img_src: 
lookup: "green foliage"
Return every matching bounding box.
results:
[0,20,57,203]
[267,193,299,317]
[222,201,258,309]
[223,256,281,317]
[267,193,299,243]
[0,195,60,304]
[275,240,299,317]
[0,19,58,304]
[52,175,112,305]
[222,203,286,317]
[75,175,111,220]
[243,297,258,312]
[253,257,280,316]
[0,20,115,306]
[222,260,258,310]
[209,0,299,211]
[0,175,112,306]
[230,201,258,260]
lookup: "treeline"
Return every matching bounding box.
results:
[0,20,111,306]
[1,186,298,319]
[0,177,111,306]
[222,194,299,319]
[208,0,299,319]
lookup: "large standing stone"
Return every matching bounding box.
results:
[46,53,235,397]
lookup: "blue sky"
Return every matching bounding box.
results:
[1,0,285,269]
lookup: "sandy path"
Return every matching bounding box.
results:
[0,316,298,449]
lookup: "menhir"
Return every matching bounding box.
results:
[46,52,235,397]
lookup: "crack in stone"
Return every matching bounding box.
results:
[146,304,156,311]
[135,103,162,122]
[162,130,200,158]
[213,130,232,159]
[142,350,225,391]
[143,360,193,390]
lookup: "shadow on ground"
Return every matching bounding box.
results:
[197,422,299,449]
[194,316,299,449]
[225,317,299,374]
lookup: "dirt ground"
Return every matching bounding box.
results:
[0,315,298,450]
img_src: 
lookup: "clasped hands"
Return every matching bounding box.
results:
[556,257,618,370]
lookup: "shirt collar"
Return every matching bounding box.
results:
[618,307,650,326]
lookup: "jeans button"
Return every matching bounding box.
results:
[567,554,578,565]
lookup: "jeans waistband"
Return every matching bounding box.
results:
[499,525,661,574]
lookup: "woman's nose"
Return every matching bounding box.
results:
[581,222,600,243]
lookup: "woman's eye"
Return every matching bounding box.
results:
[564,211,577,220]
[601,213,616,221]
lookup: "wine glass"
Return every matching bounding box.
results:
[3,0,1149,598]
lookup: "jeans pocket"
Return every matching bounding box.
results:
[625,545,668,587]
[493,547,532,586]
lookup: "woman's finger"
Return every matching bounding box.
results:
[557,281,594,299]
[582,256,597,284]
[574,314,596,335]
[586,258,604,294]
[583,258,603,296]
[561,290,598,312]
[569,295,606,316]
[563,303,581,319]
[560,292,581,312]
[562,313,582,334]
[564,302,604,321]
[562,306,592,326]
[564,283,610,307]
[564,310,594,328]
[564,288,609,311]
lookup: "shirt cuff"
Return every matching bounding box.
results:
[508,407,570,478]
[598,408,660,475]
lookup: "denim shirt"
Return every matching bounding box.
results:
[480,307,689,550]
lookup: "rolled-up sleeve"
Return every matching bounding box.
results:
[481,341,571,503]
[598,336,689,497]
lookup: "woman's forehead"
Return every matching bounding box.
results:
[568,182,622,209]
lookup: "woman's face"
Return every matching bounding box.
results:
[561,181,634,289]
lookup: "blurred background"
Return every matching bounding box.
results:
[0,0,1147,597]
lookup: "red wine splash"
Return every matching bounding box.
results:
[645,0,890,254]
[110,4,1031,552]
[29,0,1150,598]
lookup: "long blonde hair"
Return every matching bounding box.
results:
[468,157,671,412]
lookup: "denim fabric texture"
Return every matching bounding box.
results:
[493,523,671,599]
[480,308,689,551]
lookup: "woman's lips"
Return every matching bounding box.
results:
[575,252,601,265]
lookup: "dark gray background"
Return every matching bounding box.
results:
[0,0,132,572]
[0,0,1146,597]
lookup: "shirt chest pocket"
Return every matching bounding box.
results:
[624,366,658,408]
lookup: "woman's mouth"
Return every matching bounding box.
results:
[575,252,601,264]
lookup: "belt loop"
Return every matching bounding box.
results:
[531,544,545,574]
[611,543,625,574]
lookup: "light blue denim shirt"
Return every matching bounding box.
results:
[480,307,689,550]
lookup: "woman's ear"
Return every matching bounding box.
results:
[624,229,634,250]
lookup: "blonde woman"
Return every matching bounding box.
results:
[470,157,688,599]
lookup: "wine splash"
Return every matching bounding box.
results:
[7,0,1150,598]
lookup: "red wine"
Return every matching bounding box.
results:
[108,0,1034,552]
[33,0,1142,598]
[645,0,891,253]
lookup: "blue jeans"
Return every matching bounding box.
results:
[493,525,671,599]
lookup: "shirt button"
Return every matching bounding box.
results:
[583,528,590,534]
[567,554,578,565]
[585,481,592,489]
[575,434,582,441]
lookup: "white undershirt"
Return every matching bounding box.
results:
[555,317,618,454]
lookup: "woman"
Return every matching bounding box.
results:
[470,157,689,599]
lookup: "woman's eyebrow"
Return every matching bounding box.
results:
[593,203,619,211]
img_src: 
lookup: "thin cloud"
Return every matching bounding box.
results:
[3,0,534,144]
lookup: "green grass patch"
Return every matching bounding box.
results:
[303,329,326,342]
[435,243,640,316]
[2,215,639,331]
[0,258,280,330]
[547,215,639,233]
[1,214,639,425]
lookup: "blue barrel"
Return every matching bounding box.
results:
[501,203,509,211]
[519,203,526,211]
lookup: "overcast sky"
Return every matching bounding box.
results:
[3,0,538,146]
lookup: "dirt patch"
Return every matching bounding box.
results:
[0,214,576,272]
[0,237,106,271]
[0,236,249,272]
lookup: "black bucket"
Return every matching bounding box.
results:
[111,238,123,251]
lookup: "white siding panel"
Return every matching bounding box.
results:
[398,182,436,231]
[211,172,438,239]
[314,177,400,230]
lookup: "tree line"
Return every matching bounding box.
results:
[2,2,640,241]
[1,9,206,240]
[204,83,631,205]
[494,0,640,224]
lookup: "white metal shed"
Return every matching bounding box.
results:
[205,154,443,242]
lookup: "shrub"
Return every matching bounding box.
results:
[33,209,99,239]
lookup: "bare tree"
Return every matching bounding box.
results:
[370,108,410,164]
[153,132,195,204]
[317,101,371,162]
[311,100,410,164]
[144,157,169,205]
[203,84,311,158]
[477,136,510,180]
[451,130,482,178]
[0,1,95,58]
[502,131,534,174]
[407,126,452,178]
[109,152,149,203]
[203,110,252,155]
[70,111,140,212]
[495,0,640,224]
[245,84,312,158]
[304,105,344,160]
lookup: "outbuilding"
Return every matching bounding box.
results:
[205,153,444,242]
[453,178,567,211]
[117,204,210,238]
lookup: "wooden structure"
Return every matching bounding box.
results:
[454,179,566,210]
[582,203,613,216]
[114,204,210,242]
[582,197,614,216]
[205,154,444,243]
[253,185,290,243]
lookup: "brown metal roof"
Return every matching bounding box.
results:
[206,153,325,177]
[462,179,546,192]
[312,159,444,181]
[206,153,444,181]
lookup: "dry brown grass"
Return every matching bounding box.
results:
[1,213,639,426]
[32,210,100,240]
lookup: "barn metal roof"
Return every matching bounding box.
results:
○ ○ ○ ○
◆ **TASK INSTRUCTIONS**
Scan the lines above for the word "green", then copy each line that has it.

◆ **EXERCISE ANSWER**
lookup: "green foliage"
lookup: "green grass patch"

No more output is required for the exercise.